Can you set out as a numbered list the lines of the data that begin with the line containing "Does this scene contain any window sill?" and end with the line containing "[[249, 31, 404, 114]]", both included, leaving out any blank lines?

[Start of Material]

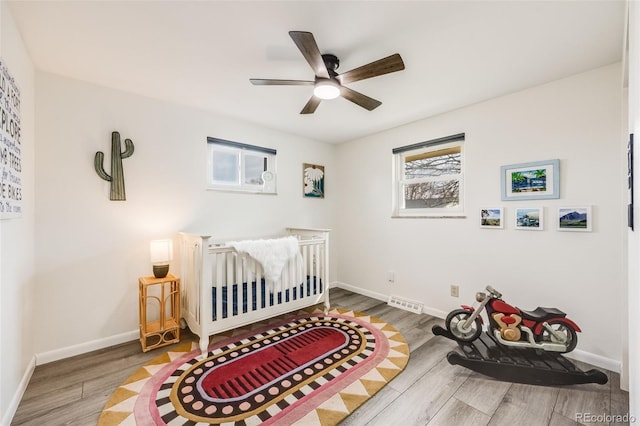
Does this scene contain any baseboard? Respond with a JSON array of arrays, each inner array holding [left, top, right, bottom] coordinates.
[[564, 349, 622, 373], [35, 330, 140, 365], [331, 281, 447, 318], [331, 281, 622, 373], [0, 356, 36, 425]]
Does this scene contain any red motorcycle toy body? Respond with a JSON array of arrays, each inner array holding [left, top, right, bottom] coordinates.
[[446, 286, 581, 353]]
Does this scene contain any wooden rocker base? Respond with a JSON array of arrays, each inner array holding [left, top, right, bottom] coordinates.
[[432, 325, 608, 386]]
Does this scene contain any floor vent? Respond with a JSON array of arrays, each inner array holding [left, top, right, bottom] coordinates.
[[387, 295, 423, 314]]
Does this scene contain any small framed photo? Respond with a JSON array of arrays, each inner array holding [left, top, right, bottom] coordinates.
[[500, 160, 560, 201], [515, 207, 544, 231], [558, 206, 593, 232], [302, 163, 324, 198], [480, 207, 504, 229]]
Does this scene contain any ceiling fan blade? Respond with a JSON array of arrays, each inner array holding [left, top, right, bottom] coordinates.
[[340, 86, 382, 111], [338, 53, 404, 84], [300, 96, 322, 114], [249, 78, 315, 86], [289, 31, 329, 78]]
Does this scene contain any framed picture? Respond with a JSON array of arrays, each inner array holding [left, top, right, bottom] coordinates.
[[558, 206, 593, 232], [515, 207, 544, 231], [500, 160, 560, 201], [302, 163, 324, 198], [480, 207, 504, 229]]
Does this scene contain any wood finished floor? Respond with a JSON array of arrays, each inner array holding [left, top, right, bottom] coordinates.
[[11, 289, 629, 426]]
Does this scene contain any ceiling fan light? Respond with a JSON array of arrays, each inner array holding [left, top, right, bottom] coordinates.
[[313, 80, 340, 99]]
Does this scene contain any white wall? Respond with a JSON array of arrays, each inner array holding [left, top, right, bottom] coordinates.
[[0, 1, 35, 424], [35, 72, 337, 361], [627, 1, 640, 418], [334, 64, 626, 368]]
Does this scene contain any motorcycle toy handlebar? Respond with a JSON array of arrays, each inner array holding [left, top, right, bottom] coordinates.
[[487, 285, 502, 299]]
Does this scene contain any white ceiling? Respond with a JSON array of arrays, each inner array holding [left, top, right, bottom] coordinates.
[[10, 0, 626, 143]]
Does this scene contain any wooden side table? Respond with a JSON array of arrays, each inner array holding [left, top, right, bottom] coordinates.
[[138, 274, 180, 352]]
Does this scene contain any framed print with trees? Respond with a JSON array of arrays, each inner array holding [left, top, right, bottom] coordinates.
[[500, 160, 560, 201]]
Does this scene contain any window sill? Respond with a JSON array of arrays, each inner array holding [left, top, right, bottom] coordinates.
[[207, 187, 278, 195], [391, 213, 467, 219]]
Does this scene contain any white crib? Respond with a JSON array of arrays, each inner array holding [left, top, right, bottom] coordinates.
[[180, 228, 329, 356]]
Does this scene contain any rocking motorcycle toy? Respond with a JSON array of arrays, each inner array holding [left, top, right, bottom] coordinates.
[[445, 286, 581, 353]]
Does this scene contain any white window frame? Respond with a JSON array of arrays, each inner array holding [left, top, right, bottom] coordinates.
[[392, 133, 465, 217], [207, 137, 277, 194]]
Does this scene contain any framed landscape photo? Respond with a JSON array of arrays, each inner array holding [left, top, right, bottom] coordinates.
[[480, 207, 504, 229], [558, 206, 593, 232], [515, 207, 544, 231], [500, 160, 560, 201]]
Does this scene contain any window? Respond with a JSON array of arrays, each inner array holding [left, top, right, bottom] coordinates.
[[207, 138, 276, 194], [392, 133, 464, 217]]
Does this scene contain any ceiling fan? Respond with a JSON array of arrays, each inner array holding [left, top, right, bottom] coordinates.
[[249, 31, 404, 114]]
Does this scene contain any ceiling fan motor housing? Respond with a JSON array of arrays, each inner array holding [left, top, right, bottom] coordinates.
[[322, 53, 340, 77]]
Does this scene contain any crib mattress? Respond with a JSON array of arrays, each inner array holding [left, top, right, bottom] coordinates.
[[211, 276, 322, 321]]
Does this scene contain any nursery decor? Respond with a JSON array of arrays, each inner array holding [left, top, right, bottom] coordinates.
[[432, 285, 609, 386], [98, 308, 409, 426], [480, 207, 504, 229], [0, 59, 23, 219], [515, 207, 544, 231], [93, 132, 134, 201], [149, 240, 173, 278], [302, 163, 324, 198], [558, 206, 593, 232], [500, 160, 560, 201]]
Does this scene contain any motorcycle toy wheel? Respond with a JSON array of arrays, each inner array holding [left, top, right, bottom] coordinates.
[[445, 309, 482, 342], [540, 322, 578, 353]]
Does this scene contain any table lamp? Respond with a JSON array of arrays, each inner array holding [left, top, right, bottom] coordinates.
[[150, 240, 173, 278]]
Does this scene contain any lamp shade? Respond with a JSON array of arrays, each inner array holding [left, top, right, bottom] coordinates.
[[149, 240, 173, 264]]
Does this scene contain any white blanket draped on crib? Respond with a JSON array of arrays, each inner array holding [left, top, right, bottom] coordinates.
[[227, 237, 302, 292]]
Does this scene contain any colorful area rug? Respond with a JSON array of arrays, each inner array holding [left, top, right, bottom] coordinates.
[[98, 309, 409, 426]]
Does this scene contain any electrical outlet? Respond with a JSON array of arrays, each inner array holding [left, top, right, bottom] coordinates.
[[451, 284, 460, 297]]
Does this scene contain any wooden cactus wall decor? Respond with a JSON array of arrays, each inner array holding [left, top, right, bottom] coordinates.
[[93, 132, 133, 201]]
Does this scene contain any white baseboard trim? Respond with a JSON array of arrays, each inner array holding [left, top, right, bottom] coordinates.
[[0, 356, 36, 425], [35, 330, 140, 365], [331, 281, 447, 318], [564, 349, 622, 373], [331, 281, 622, 373], [329, 281, 389, 302]]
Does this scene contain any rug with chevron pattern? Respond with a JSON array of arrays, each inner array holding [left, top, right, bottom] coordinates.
[[98, 309, 409, 426]]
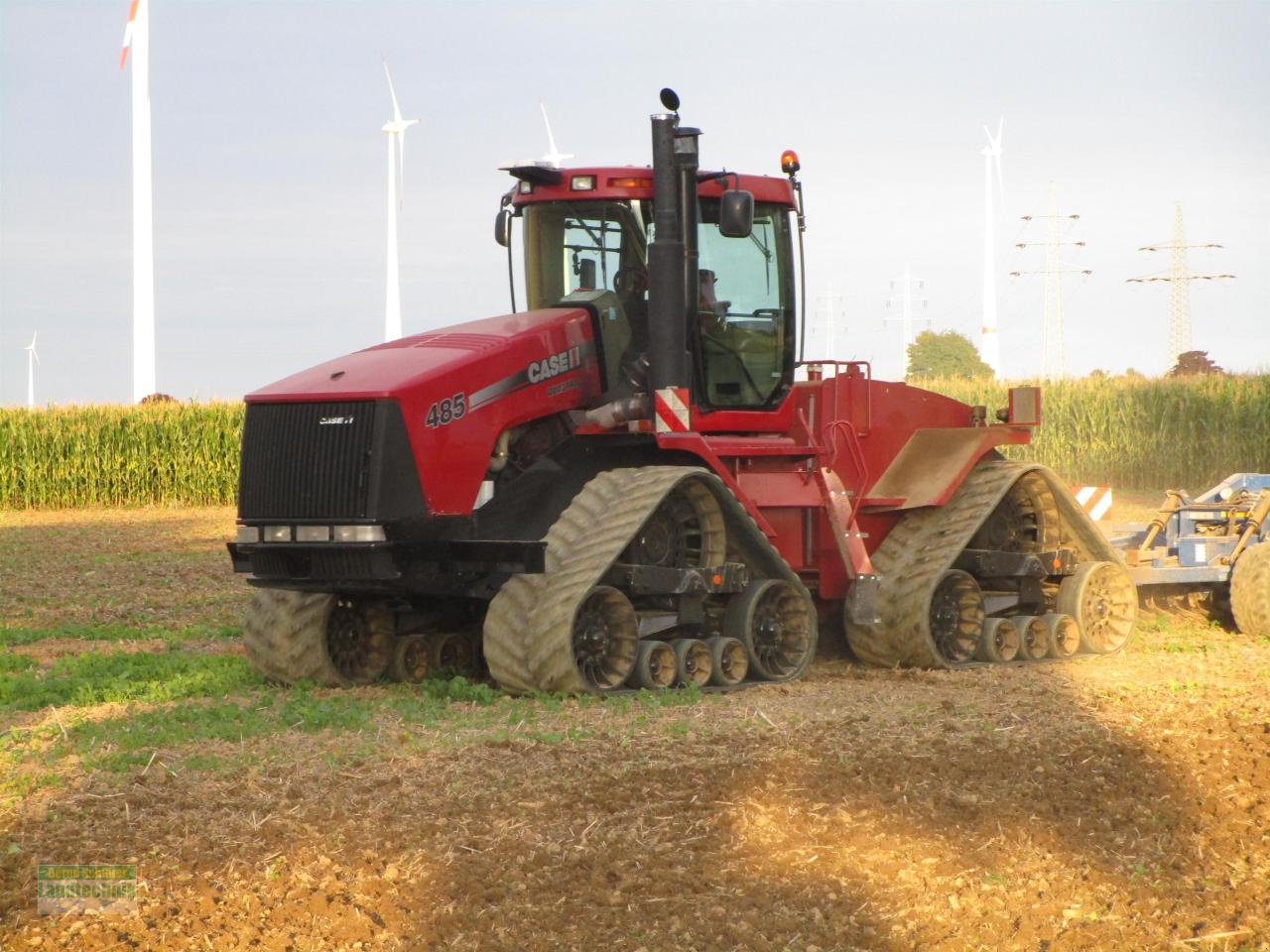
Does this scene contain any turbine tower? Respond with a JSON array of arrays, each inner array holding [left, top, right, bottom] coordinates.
[[1126, 202, 1234, 367], [23, 331, 40, 410], [979, 115, 1006, 377], [384, 60, 419, 340], [539, 101, 572, 169], [119, 0, 156, 401]]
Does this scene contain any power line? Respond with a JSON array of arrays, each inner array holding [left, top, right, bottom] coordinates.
[[883, 262, 931, 373], [1010, 181, 1093, 380], [1126, 202, 1234, 367]]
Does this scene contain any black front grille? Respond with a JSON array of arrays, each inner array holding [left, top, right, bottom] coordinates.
[[239, 401, 375, 520]]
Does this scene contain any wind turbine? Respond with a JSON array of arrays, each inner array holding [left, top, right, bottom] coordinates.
[[979, 115, 1006, 377], [23, 331, 40, 410], [119, 0, 155, 401], [539, 101, 572, 169], [384, 60, 419, 340]]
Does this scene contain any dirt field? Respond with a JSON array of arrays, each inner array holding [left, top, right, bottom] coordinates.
[[0, 499, 1270, 952]]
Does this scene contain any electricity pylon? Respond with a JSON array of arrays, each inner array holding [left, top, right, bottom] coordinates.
[[1126, 202, 1234, 367], [1010, 181, 1093, 380]]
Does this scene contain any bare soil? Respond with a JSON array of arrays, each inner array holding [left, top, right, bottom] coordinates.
[[0, 502, 1270, 952]]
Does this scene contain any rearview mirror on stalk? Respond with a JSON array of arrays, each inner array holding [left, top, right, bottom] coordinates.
[[718, 189, 754, 237]]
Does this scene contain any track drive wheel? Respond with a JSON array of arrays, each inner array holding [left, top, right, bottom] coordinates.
[[1230, 540, 1270, 636], [1040, 612, 1080, 657], [1054, 562, 1138, 654], [621, 481, 727, 568], [706, 635, 749, 688], [626, 641, 676, 690], [722, 579, 816, 680], [974, 618, 1019, 663], [1010, 615, 1049, 661], [671, 639, 710, 688], [572, 585, 639, 693], [931, 568, 984, 663], [389, 635, 432, 684]]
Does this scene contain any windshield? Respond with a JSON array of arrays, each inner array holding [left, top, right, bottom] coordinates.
[[523, 199, 794, 408]]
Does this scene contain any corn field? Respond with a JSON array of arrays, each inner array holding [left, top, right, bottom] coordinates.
[[0, 403, 242, 509], [0, 376, 1270, 509], [916, 375, 1270, 494]]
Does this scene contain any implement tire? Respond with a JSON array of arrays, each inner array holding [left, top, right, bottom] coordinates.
[[242, 589, 340, 685], [1230, 540, 1270, 638]]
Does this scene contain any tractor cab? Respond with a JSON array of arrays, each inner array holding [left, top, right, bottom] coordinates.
[[496, 165, 797, 412]]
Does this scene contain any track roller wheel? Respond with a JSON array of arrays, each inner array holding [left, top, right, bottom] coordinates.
[[671, 639, 710, 686], [1040, 612, 1080, 657], [389, 635, 432, 684], [1010, 615, 1049, 661], [428, 631, 476, 674], [974, 618, 1019, 663], [572, 585, 639, 693], [1054, 562, 1138, 654], [621, 481, 727, 568], [722, 579, 816, 680], [1230, 540, 1270, 636], [706, 635, 749, 688], [931, 568, 984, 663], [626, 641, 676, 690]]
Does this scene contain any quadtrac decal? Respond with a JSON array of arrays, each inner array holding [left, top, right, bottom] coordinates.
[[466, 343, 595, 413]]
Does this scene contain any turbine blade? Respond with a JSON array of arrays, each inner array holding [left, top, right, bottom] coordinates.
[[384, 60, 401, 122], [539, 101, 558, 155]]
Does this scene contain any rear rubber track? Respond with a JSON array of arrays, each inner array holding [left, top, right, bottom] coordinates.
[[847, 459, 1120, 667]]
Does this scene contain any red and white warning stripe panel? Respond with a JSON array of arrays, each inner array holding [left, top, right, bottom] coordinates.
[[1072, 486, 1111, 522], [653, 387, 693, 432]]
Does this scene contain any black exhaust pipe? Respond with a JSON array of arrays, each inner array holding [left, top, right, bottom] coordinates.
[[648, 114, 701, 393]]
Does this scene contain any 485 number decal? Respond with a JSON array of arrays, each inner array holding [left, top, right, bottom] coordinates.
[[425, 394, 467, 426]]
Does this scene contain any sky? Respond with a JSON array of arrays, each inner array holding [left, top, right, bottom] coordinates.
[[0, 0, 1270, 405]]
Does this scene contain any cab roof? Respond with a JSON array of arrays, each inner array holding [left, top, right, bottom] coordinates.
[[507, 165, 794, 208]]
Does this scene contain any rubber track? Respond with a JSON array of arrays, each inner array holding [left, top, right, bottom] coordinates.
[[845, 459, 1121, 667], [482, 466, 814, 693], [242, 589, 339, 684]]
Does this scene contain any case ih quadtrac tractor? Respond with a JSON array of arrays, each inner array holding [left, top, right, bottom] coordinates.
[[230, 90, 1137, 693]]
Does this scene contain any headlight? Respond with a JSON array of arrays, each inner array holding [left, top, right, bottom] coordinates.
[[335, 526, 387, 542]]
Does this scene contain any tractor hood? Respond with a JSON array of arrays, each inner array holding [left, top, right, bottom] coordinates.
[[244, 307, 602, 516], [245, 308, 590, 404]]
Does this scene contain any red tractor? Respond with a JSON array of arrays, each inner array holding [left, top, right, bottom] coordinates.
[[230, 90, 1137, 693]]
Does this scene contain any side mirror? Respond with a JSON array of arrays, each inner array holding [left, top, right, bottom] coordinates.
[[718, 189, 754, 237], [494, 208, 512, 248]]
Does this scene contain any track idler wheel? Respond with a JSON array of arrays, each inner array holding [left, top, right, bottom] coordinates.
[[572, 585, 639, 693], [389, 635, 432, 684], [722, 579, 816, 680], [1010, 615, 1049, 661], [931, 568, 984, 663], [326, 598, 395, 685], [1054, 562, 1138, 654], [974, 618, 1019, 663], [671, 639, 710, 688], [1040, 612, 1080, 657], [627, 641, 676, 690], [706, 635, 749, 688]]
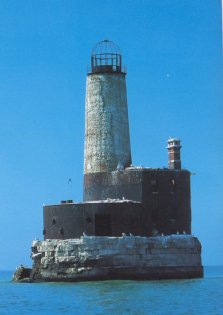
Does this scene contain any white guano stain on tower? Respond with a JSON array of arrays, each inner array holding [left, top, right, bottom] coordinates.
[[84, 40, 131, 174]]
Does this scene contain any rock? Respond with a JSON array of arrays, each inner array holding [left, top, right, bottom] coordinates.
[[12, 265, 32, 283]]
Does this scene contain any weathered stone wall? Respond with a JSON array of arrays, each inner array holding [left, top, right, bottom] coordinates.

[End of Material]

--- Written answer ---
1. Does this scene contain any window sill? Respond with a JSON array of arrays, each inner array holding [left, top, right, bottom] coordinates.
2. [[207, 187, 278, 195], [391, 213, 467, 219]]
3. Does this scene contain any white crib? Respond with a JSON array of arrays, each inner array holding [left, top, right, bottom] coordinates.
4. [[180, 228, 329, 356]]
5. Does this scene contain any rocking motorcycle toy? Respond with a JSON array of arrays, each inner array holding [left, top, right, bottom] coordinates.
6. [[445, 286, 581, 353]]
7. Does this scene contain any white window frame? Respond with a JSON array of arrays, each inner array holding [left, top, right, bottom] coordinates.
8. [[392, 133, 465, 217], [207, 137, 277, 194]]
9. Does this scene contain any framed landscape photo? Respond with a JSON array of arrays, each inner array holding [left, top, right, bottom] coordinates.
10. [[480, 207, 504, 229], [558, 206, 593, 232], [515, 207, 544, 231], [500, 160, 560, 201]]
11. Does this scene contain any window? Respond with a JSON array of arrays, each inner array holding [left, top, right, bottom] coordinates.
12. [[207, 138, 276, 194], [392, 133, 464, 217]]
13. Does this scene contain any ceiling fan? Respond with a JSON array of arrays, each inner array holding [left, top, right, bottom] coordinates.
14. [[249, 31, 404, 114]]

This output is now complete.